___ Information shown ___

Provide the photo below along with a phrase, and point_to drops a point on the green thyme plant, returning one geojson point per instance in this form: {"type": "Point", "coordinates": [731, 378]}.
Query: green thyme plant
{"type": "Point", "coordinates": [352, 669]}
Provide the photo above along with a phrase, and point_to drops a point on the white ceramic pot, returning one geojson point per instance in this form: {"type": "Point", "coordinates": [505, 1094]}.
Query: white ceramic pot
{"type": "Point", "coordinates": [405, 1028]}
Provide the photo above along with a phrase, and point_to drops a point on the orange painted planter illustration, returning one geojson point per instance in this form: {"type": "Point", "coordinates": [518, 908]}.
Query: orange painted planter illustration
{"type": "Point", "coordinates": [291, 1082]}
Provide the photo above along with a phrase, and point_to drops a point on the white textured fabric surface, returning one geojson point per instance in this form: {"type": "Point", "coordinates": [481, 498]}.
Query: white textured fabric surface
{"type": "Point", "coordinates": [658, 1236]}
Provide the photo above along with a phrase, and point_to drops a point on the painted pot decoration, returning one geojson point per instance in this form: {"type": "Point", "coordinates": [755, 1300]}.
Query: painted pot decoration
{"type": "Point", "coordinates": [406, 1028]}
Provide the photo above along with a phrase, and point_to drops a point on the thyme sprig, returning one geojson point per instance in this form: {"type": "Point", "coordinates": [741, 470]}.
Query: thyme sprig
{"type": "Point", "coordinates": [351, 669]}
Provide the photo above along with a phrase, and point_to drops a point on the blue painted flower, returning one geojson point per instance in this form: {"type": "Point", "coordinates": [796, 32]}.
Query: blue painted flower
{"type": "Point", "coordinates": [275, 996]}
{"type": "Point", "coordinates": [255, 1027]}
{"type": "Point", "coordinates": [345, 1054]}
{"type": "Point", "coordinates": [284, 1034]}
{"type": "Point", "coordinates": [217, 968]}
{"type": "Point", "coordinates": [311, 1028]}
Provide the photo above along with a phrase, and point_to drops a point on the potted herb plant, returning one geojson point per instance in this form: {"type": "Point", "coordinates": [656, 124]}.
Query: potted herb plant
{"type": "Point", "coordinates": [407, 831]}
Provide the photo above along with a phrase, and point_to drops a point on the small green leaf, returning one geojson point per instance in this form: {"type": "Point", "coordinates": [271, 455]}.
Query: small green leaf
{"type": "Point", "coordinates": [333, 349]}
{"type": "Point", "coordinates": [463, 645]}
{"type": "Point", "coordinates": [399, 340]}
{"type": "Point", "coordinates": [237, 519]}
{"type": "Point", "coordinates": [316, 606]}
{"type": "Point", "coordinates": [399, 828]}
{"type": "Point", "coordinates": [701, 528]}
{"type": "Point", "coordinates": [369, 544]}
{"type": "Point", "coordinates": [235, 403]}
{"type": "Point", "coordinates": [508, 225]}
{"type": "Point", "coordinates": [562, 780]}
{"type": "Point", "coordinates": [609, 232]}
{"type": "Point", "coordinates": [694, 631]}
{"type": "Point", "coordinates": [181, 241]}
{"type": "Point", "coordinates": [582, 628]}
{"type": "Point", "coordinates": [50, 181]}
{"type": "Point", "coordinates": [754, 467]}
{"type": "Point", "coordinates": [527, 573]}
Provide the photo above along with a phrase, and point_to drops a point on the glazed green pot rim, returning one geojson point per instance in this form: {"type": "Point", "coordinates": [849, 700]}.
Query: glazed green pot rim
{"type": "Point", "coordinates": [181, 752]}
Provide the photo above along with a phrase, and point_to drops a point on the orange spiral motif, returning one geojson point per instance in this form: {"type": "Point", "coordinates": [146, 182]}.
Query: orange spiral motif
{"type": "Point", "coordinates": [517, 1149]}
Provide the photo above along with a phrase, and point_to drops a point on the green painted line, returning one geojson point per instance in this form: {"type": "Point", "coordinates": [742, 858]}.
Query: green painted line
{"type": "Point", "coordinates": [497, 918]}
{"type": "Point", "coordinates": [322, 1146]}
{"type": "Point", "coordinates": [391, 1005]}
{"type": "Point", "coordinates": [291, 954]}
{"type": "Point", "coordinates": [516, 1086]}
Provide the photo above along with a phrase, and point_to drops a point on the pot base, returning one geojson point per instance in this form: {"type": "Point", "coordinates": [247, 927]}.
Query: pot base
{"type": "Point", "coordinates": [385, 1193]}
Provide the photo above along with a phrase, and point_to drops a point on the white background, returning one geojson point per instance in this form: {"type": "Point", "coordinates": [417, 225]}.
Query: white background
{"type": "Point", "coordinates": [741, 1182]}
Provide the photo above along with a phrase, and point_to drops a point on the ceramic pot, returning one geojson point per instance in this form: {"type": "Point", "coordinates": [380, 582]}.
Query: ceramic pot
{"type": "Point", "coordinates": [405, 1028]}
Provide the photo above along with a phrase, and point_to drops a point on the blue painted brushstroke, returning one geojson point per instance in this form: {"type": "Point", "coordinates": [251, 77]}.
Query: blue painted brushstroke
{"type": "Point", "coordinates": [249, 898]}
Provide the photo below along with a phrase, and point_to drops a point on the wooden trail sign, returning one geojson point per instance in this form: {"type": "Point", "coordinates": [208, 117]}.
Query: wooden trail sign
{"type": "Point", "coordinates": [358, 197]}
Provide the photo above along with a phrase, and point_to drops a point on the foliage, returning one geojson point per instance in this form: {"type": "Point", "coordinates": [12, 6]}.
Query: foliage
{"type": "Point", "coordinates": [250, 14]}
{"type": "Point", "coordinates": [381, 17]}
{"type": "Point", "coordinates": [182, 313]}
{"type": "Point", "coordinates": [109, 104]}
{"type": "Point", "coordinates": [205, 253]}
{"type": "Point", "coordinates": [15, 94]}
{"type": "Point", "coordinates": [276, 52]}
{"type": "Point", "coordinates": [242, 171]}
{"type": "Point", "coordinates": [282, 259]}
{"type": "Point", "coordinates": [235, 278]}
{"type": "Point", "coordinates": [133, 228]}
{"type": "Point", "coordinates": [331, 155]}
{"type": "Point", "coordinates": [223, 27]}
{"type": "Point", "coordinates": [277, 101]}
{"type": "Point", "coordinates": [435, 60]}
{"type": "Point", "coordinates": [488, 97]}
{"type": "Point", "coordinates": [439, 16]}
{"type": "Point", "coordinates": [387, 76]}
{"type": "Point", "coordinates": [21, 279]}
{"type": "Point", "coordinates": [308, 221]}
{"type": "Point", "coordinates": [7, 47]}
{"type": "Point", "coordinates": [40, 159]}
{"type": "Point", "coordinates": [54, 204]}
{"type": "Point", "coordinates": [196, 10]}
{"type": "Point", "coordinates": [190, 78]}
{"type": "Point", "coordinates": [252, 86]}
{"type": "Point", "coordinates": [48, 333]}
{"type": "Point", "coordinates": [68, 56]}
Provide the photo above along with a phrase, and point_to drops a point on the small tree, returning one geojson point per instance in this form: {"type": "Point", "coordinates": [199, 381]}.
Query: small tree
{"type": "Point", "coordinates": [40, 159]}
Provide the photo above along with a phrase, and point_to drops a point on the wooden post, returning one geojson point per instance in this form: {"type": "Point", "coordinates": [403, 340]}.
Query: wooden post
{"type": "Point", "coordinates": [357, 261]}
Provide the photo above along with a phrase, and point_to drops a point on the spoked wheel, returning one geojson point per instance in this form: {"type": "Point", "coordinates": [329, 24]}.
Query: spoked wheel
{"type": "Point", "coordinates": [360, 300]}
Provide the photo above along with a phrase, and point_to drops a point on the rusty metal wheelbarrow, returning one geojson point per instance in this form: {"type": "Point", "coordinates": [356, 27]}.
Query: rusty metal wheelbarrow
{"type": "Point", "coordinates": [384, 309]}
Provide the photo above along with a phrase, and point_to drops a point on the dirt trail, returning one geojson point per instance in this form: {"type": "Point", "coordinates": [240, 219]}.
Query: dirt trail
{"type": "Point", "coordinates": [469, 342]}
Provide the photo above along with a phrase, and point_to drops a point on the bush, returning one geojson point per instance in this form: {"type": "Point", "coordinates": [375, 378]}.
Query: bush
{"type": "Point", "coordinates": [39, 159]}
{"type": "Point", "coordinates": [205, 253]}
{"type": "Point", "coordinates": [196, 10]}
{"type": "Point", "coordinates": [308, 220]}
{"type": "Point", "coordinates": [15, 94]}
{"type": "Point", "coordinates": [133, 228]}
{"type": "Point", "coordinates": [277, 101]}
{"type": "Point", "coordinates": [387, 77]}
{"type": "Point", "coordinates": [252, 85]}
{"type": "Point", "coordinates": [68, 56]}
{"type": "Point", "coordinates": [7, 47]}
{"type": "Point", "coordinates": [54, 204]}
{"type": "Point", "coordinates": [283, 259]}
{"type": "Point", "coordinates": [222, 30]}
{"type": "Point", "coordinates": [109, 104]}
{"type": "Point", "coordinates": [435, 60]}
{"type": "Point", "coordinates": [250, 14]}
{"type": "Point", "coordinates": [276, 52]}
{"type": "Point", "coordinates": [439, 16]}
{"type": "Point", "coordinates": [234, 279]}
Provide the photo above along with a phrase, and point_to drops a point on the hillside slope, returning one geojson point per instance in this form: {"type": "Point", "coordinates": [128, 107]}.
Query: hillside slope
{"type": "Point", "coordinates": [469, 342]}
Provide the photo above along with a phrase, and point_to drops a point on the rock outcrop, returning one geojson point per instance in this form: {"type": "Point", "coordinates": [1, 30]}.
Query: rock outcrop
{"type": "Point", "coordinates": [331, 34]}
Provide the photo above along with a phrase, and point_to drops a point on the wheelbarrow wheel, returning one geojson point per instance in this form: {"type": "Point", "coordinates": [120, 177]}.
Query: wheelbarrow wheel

___

:: Work to complete ::
Every line from the one containing "on the hillside" through the end of the data must be repeated exactly, and no other line.

:: Final result ::
Provide the photo above along with a phrase, and point_to drops a point on the hillside slope, returning one geojson point per instance in this form: {"type": "Point", "coordinates": [128, 107]}.
Query: hillside slope
{"type": "Point", "coordinates": [469, 342]}
Provide the photo above along with a phrase, and point_to drops a point on the rock outcrop, returning one geojson point per instance in this form: {"type": "Point", "coordinates": [1, 30]}.
Query: rock outcrop
{"type": "Point", "coordinates": [331, 34]}
Provide the photo above along with a phrase, and point_to drops a point on the wheelbarrow wheel, returning one geojson point per instance in this form: {"type": "Point", "coordinates": [120, 177]}.
Query: wheelbarrow wheel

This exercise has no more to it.